Waterford Crosses

The location of County Waterford is indicated by a red star on the map to the left.

There are two crosses, or more properly a cross-head and a cross base related to County Waterford.  The cross base Ballynaguilkee Lower aka Ballynamult is LOST.  The cross-head is at Lismore.  Prior to addressing these important monuments, a brief overview of the history of the present County Waterford, up to about 1200 CE, is appropriate.

History of County Waterford

During the historic period Waterford has been a part of the Province of  Munster.  However, the history  of human habitation began in the megalithic period, perhaps as early as 8000 BCE.  

Mesolithic Waterford:  8000 to 4000 BCE

An article in the Irish Times, published in August of 2018, reported that surveys “carried out on items found at Creadan Head, near Dunmore East, Co Waterford” may stretch back to 8000 BCE.  The finds included flint tools.  The study concluded that “Every indication then was that people did come to Waterford as early, if not earlier than, people came to the north and west of Ireland. This understanding changes Irish prehistory, and this proposed project aims to verify this.”  (Dalton)  

Neolithic Waterford:  4000 to 2500 BCE

The Neolithic age in Ireland saw the arrival of agriculture, the management of domesticated animals, pottery and weaving.  Megalithic monuments of various types were constructed during this time. 

The Neolithic people of County Waterford constructed Passage Tombs.  For example the Matthewstown Passage Tomb is said to date to 2500-2000 BCE.  It is located about one mile north of Fenor.   It is one of a group of passage tombs in County Waterford that have been named among the Scilly-Tramore group.  This means they have similarities with tombs in Cornwall and the Scilly Isles.  This suggests that the builders may have come to Ireland from Cornwall.  The tomb “is 4.5 m (fifteen feet) long and about 1.8 m (six feet) wide. There are two rows of five orthostats protruding above the ground to about 1 metre (three-and-a-half feet).  This grave was covered by four large stone slabs.”  (Matthewstown)  

In addition to the Passage Tomb at Matthewstown, County Waterford has Court tombs such as the one at Ballynomona Lower; Portal tombs, such as Ballyquin (pictured above); and other Passage  Tombs like the one at Harristown. (Irish Megaliths)

Bronze Age Waterford:  2500 to 500 BCE

Metallurgy arrived in Ireland with the Beaker people, who may have come to Ireland initially in search of copper and tin ore.  The combination of these two ores created bronze.  The advent of the Bronze Age brought a revolution in technology, tools and weapons.

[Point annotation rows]
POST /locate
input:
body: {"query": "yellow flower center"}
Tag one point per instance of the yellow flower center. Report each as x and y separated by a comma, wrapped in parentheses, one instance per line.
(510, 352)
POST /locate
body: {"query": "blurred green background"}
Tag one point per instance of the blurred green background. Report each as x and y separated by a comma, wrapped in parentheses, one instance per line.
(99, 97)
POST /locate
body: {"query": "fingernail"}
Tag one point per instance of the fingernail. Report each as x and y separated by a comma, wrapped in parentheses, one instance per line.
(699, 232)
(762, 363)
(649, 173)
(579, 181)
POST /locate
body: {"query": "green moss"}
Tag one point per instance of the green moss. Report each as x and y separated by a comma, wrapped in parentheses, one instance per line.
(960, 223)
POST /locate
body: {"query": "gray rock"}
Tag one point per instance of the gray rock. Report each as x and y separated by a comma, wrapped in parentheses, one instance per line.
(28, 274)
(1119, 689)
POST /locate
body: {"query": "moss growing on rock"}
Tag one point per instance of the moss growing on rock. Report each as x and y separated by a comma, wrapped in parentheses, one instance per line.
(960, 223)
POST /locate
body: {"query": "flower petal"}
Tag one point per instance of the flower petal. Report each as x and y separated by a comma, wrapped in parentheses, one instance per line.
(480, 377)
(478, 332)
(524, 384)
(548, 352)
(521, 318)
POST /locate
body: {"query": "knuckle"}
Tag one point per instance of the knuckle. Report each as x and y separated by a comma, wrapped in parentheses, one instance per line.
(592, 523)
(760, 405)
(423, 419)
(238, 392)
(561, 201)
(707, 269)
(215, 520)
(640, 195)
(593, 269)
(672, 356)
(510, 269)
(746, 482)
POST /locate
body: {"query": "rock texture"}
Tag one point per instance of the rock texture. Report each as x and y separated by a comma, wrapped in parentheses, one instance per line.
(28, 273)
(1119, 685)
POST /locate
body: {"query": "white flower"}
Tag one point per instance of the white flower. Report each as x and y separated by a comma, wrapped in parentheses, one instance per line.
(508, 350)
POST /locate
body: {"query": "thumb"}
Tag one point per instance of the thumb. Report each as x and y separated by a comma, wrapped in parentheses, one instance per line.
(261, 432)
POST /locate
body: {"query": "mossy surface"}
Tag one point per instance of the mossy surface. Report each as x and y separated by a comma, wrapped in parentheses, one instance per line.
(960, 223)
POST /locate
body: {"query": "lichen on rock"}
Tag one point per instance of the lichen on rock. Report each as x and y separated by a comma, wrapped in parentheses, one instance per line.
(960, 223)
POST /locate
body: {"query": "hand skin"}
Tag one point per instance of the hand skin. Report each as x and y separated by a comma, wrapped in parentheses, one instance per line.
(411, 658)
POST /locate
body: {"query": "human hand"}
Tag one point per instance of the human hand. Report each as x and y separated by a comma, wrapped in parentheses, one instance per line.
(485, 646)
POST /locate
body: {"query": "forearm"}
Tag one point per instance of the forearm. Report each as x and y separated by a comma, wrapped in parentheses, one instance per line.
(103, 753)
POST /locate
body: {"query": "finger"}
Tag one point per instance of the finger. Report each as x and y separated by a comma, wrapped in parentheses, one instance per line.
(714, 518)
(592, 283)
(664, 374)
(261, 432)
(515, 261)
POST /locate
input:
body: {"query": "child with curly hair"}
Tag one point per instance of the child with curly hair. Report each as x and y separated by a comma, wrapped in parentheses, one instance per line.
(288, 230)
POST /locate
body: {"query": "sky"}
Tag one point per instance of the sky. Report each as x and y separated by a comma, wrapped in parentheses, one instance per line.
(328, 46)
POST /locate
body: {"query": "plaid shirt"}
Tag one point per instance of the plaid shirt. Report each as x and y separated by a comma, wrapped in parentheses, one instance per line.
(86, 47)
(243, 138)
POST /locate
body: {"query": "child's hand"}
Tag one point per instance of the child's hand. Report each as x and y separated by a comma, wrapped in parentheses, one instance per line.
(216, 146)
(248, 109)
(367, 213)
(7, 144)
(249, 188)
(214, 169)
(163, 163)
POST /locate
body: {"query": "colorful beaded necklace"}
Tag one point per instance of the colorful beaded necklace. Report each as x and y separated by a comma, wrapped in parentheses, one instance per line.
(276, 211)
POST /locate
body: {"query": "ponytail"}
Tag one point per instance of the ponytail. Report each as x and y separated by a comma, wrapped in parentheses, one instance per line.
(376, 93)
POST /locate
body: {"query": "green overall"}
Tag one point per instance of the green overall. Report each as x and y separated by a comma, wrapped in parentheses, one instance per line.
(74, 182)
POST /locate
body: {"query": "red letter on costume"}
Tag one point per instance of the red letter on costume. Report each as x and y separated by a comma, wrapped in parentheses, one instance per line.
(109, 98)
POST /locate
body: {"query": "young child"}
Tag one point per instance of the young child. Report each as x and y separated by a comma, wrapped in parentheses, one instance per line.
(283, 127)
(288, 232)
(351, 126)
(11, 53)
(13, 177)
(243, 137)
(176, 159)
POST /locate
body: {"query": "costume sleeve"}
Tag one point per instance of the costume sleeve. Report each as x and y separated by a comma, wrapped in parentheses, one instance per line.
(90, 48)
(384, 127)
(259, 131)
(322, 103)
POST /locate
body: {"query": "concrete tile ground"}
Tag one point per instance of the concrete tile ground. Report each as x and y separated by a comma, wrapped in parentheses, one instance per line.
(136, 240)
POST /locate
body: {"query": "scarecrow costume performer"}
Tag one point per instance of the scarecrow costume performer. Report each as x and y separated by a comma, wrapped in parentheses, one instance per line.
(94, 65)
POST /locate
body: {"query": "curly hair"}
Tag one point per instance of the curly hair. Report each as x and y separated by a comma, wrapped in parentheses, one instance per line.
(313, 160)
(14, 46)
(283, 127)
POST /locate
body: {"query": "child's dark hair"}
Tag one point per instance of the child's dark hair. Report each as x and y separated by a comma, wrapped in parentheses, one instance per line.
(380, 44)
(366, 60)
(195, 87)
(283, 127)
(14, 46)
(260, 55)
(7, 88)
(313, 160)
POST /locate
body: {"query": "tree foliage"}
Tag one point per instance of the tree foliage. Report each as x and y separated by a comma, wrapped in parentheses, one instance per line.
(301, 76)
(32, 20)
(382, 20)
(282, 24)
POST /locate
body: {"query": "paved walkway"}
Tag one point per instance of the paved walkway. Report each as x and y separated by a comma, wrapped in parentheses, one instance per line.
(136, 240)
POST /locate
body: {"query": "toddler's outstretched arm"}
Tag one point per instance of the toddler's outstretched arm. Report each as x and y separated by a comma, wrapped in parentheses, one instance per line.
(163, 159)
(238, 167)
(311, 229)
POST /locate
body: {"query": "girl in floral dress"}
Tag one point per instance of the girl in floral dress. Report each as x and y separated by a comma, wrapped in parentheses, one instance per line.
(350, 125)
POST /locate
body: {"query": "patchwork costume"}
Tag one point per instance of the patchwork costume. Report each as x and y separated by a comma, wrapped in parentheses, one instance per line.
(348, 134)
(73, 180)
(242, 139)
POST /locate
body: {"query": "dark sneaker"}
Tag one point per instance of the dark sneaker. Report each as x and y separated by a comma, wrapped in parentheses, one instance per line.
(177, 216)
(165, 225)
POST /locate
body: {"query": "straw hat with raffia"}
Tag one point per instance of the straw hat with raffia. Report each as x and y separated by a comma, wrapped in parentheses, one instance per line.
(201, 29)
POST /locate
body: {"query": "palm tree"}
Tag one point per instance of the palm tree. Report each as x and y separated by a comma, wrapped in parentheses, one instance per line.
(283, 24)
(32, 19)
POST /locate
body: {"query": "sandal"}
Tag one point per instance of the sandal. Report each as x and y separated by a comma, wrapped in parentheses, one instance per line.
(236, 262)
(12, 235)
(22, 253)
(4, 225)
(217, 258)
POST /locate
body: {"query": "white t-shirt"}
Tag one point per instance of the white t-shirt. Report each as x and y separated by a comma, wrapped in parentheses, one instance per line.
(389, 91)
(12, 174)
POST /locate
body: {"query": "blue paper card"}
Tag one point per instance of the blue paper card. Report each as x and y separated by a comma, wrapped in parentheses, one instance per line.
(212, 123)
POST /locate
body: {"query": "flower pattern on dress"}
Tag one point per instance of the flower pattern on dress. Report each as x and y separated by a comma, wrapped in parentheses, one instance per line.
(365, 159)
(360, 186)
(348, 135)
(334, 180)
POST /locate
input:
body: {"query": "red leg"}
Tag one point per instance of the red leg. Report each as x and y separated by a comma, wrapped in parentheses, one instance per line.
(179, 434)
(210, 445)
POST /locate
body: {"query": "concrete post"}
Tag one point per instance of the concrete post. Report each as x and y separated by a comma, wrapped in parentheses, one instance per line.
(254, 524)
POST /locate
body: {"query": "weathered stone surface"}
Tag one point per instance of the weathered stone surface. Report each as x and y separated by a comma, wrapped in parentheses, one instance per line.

■ Direction 1 ■
Name each place that the County Waterford text gives as the location of a specific tomb.
■ Direction 2 ■
Continue the County Waterford text from its last sentence.
The rows are material separate from the County Waterford text.

■ Task answer 1 ■
Matthewstown, Ballynomona Lower, Ballyquin, Harristown

■ Task answer 2 ■
In an article titled “A Bronze Age settlement and ritual centre in the Monavullagh Mountains, County Waterford, Ireland,” Michael J. Moore discusses “A complex of settlement and ritual monuments . . . covering a core area of c. 4km squared.  There are “three cemeteries or sanctuaries.”  (Moore)

Another Bronze Age complex can be found in the valley of the Nire River in the Tooreen towns land.  At this site “There is evidence of several Fulacht Fia, ancient field systems and settlements, a stone circle, a stone row and a pair of Bronze Age Barrows, one of which contains evidence of a cist burial.”  The article on Tooreen continues “There are no less than two Barrows in Tooreen East. They are considered to be Ring Barrows, one of which contains evidence of a Cist Burial. (These are single grave cists and became the burial of choice towards the end of the Bronze Age.)”  (Tooreen) 

Iron Age Waterford:  500 BCE to 400 CE

There is some evidence that iron working arrived in Ireland prior to 500 BCE, perhaps as early as 811 BCE.  This is based on carbon-dating of an iron spearhead found in the River Inny in County Westmeath.  (Iron Spearhead)  Traditionally, the Iron Age is said to have begun in Ireland with the arrival of the Celts, around 500 BCE.  This find suggests the technology may have arrived earlier.  In addition to another leap forward in technology that effected agriculture and warfare, it was during the Iron Age that promontory forts and ring forts were constructed.  

Coastal Promontory Forts seem to date to the Iron Age.  Those in Waterford are similar to those in Britain and Brittany.  For example, “Near the village of Annestown, the site of the Promontory Fort at Woodstown juts out southwards into the Celtic sea. The Fort was originally cut off from the landward side by a bank measuring 7 metres wide and 2.2 meters high and a Fosse (Moat) of 1.6 meters in width.  The entrance was towards the East end. The internal area of the Fort was approximately 1,100 square metres. However, this may have been greater and have once included Brown's Island which is now separated by the sea.”  (Woodstown) 

During the second half of the Iron Age the Roman Empire was active in Britain.  At Stoneyford in County Kilkenny archaeology has indicated the presence of a small Roman colony in Ireland.  The site was probably reached from the Waterford harbor via the River Nore.  Speculation is that these Romans were “traders, refugees or even shipwrecked sailors.”  (O Croinin, p. 175)

Late Iron Age and Early Medieval Waterford

As early as 278 CE, the primary tribal group in the area of present day County Waterford were the Desii.  Tradition tells us that in the third century the Desii held territory in Meath.  As the story goes, in 278, Aengus, prince of the Desii, rebelled against King Cormac, king at Tara.  The Desii were ultimately defeated and driven south into Munster.  The story suggests that the Desii were granted land in what is now County Waterford.  (Waterford Museum)  The Desii seem to have had a connection with south Wales, Cornwall and Devon.  (History of Ireland in Maps, circa 400)  The Desii are remembered currently in County Waterford as the area around Dungarvan is still known as the Desies.  At some point in time, by 600 at the latest the Desii were referred to as the Desi Muman.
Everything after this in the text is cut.